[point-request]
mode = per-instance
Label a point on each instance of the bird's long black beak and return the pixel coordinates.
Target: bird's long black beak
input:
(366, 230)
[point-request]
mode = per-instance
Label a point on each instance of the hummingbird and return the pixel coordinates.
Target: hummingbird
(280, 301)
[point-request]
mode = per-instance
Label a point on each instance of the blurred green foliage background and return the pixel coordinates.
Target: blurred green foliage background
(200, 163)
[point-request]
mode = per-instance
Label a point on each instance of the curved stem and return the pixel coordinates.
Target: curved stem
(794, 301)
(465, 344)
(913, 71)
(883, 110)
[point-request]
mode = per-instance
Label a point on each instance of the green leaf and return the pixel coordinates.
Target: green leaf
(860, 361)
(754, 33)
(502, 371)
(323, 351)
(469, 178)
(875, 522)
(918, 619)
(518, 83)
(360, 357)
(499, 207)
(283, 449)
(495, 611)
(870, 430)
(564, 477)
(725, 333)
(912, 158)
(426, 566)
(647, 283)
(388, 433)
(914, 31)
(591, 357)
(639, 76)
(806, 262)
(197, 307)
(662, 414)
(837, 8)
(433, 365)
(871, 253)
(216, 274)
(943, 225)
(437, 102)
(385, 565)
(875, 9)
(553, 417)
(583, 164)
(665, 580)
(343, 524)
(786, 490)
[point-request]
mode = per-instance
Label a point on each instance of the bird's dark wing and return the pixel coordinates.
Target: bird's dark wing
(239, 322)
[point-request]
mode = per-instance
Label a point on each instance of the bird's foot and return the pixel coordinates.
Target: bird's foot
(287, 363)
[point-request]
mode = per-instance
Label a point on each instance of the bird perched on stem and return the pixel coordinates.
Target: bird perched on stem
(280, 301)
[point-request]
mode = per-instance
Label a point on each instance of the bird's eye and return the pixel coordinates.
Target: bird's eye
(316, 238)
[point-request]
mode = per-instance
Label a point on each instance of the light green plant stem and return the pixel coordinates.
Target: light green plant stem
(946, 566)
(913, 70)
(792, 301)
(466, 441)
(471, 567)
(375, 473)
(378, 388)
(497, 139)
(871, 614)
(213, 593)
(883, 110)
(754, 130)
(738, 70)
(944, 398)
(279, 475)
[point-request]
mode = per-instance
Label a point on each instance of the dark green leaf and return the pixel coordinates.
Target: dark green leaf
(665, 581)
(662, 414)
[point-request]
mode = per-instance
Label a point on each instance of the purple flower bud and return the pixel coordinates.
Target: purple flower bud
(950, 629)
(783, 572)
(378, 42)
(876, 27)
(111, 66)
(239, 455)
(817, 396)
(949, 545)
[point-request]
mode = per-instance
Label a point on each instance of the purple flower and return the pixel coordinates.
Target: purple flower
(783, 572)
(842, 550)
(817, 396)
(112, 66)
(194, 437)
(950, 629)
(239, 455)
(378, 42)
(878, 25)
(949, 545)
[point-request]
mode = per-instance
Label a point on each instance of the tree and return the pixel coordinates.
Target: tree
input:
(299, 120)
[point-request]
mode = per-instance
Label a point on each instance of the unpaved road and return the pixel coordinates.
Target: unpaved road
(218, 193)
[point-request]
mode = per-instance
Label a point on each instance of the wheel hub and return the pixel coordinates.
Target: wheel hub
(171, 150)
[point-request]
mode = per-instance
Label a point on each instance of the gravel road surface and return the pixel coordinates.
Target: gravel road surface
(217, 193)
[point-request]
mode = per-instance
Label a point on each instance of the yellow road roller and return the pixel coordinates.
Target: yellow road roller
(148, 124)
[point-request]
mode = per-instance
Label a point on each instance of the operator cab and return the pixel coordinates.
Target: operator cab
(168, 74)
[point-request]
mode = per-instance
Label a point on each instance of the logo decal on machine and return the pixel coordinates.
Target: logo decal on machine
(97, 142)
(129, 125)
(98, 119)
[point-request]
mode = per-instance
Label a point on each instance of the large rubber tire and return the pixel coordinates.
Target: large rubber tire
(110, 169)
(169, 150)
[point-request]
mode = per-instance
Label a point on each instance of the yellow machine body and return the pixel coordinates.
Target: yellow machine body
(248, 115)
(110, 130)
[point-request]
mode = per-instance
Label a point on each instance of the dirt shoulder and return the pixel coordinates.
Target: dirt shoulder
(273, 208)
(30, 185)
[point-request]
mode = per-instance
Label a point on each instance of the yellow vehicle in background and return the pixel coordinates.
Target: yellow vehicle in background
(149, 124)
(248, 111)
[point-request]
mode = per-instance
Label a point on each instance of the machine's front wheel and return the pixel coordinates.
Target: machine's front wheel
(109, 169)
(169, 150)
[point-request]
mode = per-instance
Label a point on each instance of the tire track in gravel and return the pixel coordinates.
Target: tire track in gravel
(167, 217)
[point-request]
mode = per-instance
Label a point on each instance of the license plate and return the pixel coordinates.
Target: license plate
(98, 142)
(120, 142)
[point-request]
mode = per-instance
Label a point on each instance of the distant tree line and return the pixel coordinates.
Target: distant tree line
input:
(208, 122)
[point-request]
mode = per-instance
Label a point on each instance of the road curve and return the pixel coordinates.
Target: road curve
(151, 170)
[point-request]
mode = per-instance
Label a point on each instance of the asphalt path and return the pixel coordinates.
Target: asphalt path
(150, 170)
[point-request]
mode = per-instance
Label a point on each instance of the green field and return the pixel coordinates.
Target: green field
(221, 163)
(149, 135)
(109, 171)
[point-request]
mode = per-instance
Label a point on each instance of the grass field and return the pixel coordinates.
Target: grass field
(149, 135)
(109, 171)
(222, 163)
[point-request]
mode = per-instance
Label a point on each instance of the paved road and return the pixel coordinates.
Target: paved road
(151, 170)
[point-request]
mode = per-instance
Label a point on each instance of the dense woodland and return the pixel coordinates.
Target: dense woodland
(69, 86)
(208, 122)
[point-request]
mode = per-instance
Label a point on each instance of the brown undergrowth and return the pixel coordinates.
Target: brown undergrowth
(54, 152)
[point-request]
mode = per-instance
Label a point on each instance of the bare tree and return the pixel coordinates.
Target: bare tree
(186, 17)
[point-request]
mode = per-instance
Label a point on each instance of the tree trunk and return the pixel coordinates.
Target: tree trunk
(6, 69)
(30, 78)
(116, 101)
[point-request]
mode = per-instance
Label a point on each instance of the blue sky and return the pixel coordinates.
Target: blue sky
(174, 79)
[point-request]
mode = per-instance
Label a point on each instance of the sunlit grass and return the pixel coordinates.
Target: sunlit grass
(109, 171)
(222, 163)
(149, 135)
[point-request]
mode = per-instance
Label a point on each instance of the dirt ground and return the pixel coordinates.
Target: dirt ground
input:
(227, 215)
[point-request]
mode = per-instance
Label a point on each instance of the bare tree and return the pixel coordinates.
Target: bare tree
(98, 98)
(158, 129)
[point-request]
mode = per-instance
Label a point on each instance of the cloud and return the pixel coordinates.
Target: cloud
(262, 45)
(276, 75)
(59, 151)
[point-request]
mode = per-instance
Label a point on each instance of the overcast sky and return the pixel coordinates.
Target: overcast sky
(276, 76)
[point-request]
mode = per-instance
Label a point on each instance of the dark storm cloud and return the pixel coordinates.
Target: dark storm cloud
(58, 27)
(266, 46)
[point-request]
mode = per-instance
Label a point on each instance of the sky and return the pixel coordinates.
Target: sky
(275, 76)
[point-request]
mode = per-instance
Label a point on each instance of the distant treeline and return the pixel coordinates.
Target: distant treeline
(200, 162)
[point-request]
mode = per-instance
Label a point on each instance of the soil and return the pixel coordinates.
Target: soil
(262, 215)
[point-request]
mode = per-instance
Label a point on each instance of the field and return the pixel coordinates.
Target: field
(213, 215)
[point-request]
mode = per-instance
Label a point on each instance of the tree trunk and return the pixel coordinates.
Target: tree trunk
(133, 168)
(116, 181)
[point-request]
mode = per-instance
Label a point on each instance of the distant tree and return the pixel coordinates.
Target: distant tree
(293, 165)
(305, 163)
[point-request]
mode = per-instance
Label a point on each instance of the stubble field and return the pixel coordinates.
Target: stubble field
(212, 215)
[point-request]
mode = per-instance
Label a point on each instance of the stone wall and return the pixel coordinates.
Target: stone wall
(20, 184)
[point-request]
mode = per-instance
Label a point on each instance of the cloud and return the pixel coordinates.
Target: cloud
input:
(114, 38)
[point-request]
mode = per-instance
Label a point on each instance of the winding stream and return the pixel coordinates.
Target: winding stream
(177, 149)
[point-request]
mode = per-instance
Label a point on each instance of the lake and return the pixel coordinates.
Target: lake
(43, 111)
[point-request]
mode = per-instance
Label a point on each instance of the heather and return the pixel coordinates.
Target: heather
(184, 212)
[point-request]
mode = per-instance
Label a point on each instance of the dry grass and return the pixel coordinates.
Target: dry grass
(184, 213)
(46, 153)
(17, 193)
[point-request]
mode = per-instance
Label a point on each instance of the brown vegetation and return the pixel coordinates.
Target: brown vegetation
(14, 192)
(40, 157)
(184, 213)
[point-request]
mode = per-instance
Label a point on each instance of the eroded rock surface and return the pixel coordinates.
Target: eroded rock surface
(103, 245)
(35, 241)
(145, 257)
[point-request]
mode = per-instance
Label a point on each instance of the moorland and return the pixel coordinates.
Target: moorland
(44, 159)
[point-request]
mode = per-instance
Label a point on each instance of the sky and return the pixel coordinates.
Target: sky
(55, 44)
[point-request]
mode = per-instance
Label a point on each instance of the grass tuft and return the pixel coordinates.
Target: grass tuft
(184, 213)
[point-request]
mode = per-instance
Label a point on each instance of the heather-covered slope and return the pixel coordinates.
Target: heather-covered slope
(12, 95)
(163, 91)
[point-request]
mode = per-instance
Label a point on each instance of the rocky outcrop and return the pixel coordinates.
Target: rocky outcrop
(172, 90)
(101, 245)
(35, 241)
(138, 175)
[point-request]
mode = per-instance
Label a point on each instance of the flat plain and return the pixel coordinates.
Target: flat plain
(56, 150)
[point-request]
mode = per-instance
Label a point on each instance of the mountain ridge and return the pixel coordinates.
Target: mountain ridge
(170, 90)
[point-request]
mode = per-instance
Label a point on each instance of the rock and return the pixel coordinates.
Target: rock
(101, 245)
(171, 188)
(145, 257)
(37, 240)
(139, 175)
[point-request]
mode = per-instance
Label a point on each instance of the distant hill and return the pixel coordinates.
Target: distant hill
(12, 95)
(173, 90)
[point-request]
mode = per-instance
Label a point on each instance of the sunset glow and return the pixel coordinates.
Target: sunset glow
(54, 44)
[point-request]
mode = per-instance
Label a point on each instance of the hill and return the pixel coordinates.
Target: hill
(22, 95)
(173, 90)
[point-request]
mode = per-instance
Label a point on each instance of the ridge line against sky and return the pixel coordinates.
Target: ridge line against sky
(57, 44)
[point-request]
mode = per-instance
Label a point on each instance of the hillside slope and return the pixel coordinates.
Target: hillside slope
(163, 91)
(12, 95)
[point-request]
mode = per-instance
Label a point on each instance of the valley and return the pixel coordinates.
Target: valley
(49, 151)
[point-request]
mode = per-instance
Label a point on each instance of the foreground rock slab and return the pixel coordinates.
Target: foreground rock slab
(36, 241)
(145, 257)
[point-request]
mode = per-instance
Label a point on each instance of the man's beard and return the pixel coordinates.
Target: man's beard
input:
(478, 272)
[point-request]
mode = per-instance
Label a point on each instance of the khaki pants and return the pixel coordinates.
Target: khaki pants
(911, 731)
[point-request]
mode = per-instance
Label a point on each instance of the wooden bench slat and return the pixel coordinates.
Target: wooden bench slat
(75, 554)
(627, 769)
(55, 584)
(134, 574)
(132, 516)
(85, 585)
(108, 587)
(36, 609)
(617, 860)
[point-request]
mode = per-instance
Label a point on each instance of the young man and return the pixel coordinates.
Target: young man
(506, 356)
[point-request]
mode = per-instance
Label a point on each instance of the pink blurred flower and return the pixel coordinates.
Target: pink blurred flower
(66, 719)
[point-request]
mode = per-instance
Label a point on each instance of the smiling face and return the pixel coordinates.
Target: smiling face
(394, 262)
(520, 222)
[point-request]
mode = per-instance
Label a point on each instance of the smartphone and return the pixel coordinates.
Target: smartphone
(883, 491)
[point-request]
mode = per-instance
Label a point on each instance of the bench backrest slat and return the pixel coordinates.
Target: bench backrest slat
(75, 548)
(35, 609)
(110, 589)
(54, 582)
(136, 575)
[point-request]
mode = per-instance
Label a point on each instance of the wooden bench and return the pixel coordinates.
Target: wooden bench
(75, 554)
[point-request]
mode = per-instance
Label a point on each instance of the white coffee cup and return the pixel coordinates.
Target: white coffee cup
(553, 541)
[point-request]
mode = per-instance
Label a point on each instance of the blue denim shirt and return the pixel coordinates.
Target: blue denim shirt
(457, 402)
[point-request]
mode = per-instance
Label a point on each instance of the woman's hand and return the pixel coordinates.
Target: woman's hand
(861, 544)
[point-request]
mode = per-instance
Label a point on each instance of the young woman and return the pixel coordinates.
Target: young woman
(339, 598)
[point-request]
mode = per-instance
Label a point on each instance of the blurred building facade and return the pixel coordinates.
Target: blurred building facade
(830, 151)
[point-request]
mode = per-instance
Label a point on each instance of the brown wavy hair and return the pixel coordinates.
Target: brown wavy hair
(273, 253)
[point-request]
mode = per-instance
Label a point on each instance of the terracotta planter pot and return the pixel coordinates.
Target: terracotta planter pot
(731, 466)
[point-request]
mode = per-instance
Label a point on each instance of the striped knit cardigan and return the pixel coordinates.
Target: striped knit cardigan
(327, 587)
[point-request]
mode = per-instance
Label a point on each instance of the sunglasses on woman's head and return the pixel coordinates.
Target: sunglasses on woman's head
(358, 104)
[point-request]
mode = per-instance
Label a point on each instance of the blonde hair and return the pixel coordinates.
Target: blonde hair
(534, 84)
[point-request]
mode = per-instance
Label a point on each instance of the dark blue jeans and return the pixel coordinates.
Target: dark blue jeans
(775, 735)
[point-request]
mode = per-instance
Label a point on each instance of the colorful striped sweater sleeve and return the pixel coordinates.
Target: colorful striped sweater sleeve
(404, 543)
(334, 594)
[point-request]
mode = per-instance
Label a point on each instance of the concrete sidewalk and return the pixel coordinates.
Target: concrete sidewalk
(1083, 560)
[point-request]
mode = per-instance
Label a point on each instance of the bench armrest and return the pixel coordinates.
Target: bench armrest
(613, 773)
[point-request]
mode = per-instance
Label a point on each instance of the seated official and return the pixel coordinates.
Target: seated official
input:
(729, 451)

_____

What is required: Tally the lines of the records that contain the string "coffee" and give only the number.

Response to this task: 2